§ What to work on
Reproduce all of the material word for word.

§ Material
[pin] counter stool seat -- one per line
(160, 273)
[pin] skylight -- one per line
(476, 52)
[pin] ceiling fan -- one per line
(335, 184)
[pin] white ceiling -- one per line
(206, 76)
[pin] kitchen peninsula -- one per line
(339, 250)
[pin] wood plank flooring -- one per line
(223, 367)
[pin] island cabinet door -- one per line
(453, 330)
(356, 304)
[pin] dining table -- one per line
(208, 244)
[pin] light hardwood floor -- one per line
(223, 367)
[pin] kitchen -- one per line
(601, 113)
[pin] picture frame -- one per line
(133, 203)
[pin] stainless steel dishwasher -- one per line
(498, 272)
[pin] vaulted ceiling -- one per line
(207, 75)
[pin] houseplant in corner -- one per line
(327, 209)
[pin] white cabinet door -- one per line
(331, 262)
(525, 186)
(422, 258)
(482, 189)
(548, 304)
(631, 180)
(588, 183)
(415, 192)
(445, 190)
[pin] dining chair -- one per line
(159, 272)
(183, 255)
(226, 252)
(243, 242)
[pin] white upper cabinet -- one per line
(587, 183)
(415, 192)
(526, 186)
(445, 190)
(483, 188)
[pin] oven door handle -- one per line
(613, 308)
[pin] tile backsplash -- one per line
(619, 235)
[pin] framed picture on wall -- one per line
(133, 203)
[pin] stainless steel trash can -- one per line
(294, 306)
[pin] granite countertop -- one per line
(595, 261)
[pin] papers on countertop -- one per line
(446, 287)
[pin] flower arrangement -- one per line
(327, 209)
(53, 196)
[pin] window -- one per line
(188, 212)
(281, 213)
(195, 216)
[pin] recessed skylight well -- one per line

§ Worked answer
[pin] counter stool seat -- one per line
(160, 273)
[pin] skylight -- one per line
(476, 52)
[pin] ceiling fan -- one per line
(335, 184)
[pin] white ceiling -- one per line
(206, 76)
[pin] kitchen peninsula -- one per line
(339, 250)
[pin] wood plank flooring -- one per line
(223, 367)
[pin] island cabinet door -- one per line
(453, 330)
(356, 304)
[pin] dining table -- one per line
(208, 244)
[pin] light hardwood floor -- one per line
(223, 367)
[pin] kitchen -- one per line
(601, 113)
[pin] picture frame -- one per line
(133, 203)
[pin] stainless steel dishwasher -- one per line
(498, 272)
[pin] vaulted ceiling -- one per line
(207, 75)
[pin] houseplant in corner -- one per line
(327, 209)
[pin] white cabinet door -- one per line
(331, 262)
(525, 186)
(422, 258)
(482, 189)
(548, 304)
(631, 180)
(588, 183)
(415, 192)
(445, 190)
[pin] dining chair -- one per line
(159, 272)
(183, 255)
(226, 252)
(243, 242)
[pin] white upper cabinet -- one per line
(587, 183)
(415, 192)
(526, 186)
(445, 190)
(483, 188)
[pin] oven door handle -- one per line
(613, 308)
[pin] tile backsplash -- one per line
(619, 235)
[pin] framed picture on wall -- one per line
(133, 203)
[pin] stainless steel trash can -- one per line
(294, 306)
[pin] granite countertop -- one per line
(595, 261)
[pin] papers on countertop -- one per line
(446, 287)
[pin] flower arrangement -- one per line
(327, 209)
(53, 196)
[pin] window -- one per line
(188, 212)
(281, 213)
(195, 216)
[pin] recessed skylight well -- one per line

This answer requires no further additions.